Document excerpt below:
A detailed description and analysis of the phenotype and genotype presented by 55 families with a clinical diagnosis of FH carrying five functional and eight neutral alterations are discussed here. For this, an extensive functional characterization was performed for eight of these alterations without functional studies. An integrated discussion of clinical, molecular, and functional data is presented, highlighting the importance of this analysis for the correct assessment of patients with FH.

Materials and Methods

Study population

Data on phenotype/genotype of 135 participants of the Portuguese FH Study are presented. Written informed consent was obtained from all participants before their inclusion in the study. The study protocol and database were previously approved by the National Institute of Health Ethical Committee and National Data Protection Commitee.

Lipid profile

Fasting blood samples were collected from individuals at the time of their inclusion in the study. Total cholesterol, direct LDL-C, high-density lipoprotein cholesterol (HDL), triglycerides, apolipoprotein A1 (apoA1), apolipoprotein B (apoB), and lipoprotein(a) were determined for all individuals using Cobas Integra 400 plus (Roche, Basel, Switzerland) and enzymatic colorimetric and immunoturbidimetric methods.

For all individuals, LDL-C percentiles were calculated by age and sex, according to the reference values for the Spanish population,14 because of the absence of percentile distributions for fasting serum lipids in the Portuguese population. In some individuals there were only LDL-C values while receiving medication; in that case, those values were corrected for the type of medication. For statins, the reduction factor used was 30% (LDL-C under treatment ×1.3); for the combination of a statin and ezetimibe, the factor used was 50% (LDL-C under treatment ×1.5).15,16

Segregation analysis

The cosegregation of the alterations with the hypercholesterolemia in each family was evaluated and expressed as the number of “alteration carriers/total affected” or “alteration carriers/total nonaffected.” “Total affected” referred to all relatives with hypercholesterolemia (>75th percentile, adjusted for sex and age) and “total nonaffected” was related to all relatives with normal lipid values (<75th percentile, adjusted for sex and age).
End of Document excerpt.
**What you need to do:**
**1)** In the FH study excerpt, why were LDL-C percentiles calculated using the reference values for the Spanish population?
**2)** Could you write out again, word for word, everything in the FH study excerpt from "A detailed description" down to "patients with FH."?
The lines that come next are separate material, unrelated to the text above.
Information supplied below:
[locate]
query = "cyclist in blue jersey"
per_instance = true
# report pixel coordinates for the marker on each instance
End of Information supplied.
**Outputs by task:**
**1)** Percentile distributions for fasting serum lipids do not exist for the Portuguese population. The LDL-C percentiles were therefore calculated by age and sex using the Spanish reference values.

**2)**
A detailed description and analysis of the phenotype and genotype presented by 55 families with a clinical diagnosis of FH carrying five functional and eight neutral alterations are discussed here. For this, an extensive functional characterization was performed for eight of these alterations without functional studies. An integrated discussion of clinical, molecular, and functional data is presented, highlighting the importance of this analysis for the correct assessment of patients with FH.